**WAS ERWARTET WIRD**
Schreiben Sie aus dem unten stehenden Artikel über den Klimagipfel COP 27 den Abschnitt wortgetreu ab, der mit den Worten beginnt, in denen „Das bedeutet aber“ vorkommt, und mit „vorab kursierenden Beschlussentwürfe.“ endet.

**VORLIEGENDER AUSZUG**
####

Klimagipfel COP 27 in Ägypten endet: Schadensersatz – und viel Schaden
Der Weltklimagipfel in Scharm al-Scheich einigt sich mit zwei Tagen Verspätung auf eine Abschlusserklärung. Mit vielen Lücken und einem Lichtblick.
Stunde um Stunde verzögerte sich das Abschlussplenum. In der hart umkämpften Abschlusserklärung steht nun wieder drin, dass die Regierungen sich zu dem Ziel bekennen, die Erderhitzung bei 1,5 Grad gegenüber vorindustriellem Niveau zu begrenzen. Sie wiederholen auch die Feststellung aus ihrer letztjährigen Erklärung, dass dafür die Kohlenutzung heruntergefahren werden muss.
Das bedeutet aber auch, dass die wenigen Ölländer sich wieder durchgesetzt haben. Nicht beschlossen wurde nämlich, dass ein Abschied von fossilen Energieträgern im Allgemeinen nötig ist. Dieser Vorschlag von Indien fand sich trotz breiter Unterstützung schon in keinem der vorab kursierenden Beschlussentwürfe.
Die ägyptische Gipfelpräsidentschaft, die selbst zum Abschluss von Gas-Deals am Rande der Verhandlungen aufrief, hatte ihn trotz breiter Unterstützung schlicht nicht aufgenommen. Strikt gegen die Formulierung waren auch Ölländer wie Saudi-Arabien.
“Hoffnung und Frustration liegen nahe beieinander“
Scharm al-Scheich löste sich damit nicht vom alten Ritual der Klimagipfel: Die 200 Staaten streiten sich darum, ob in Abschlusserklärungen stehen darf, was ohnehin alle wissen. Ein Ausstieg aus der Nutzung von Kohle, Gas und auch Öl ist schließlich die logische Konsequenz aus dem 1,5-Grad-Ziel. “Hoffnung und Frustration liegen nahe beieinander“, sagte Bundesaußenministerin Annalena Baerbock (Grüne) kurz nach Abschluss der Verhandlungen.

####

**EXTRAHIERTE DATEN**
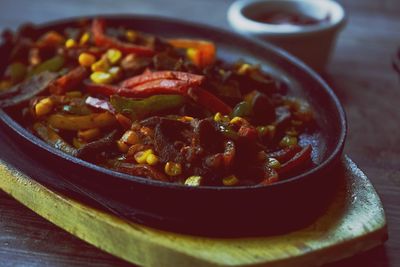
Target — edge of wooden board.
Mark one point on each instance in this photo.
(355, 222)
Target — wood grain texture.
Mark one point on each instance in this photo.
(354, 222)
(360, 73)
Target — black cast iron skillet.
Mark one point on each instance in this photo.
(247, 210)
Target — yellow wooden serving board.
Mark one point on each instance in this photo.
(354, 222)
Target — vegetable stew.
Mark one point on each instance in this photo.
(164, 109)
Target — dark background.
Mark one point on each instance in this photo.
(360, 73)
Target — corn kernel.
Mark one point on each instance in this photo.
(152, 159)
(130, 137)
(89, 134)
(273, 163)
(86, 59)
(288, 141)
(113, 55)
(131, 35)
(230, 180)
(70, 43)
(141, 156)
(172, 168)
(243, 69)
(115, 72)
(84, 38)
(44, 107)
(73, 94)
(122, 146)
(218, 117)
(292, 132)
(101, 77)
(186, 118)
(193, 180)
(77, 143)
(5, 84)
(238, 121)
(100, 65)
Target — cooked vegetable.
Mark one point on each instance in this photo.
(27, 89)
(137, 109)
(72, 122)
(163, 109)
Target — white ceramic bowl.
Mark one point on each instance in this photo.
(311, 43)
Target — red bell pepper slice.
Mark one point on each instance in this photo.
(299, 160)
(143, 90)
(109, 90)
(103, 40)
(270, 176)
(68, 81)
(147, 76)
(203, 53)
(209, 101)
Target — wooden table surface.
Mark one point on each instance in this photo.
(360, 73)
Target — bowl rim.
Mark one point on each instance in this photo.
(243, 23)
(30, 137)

####

**ANTWORT ZUR AUFGABE**
Das bedeutet aber auch, dass die wenigen Ölländer sich wieder durchgesetzt haben. Nicht beschlossen wurde nämlich, dass ein Abschied von fossilen Energieträgern im Allgemeinen nötig ist. Dieser Vorschlag von Indien fand sich trotz breiter Unterstützung schon in keinem der vorab kursierenden Beschlussentwürfe.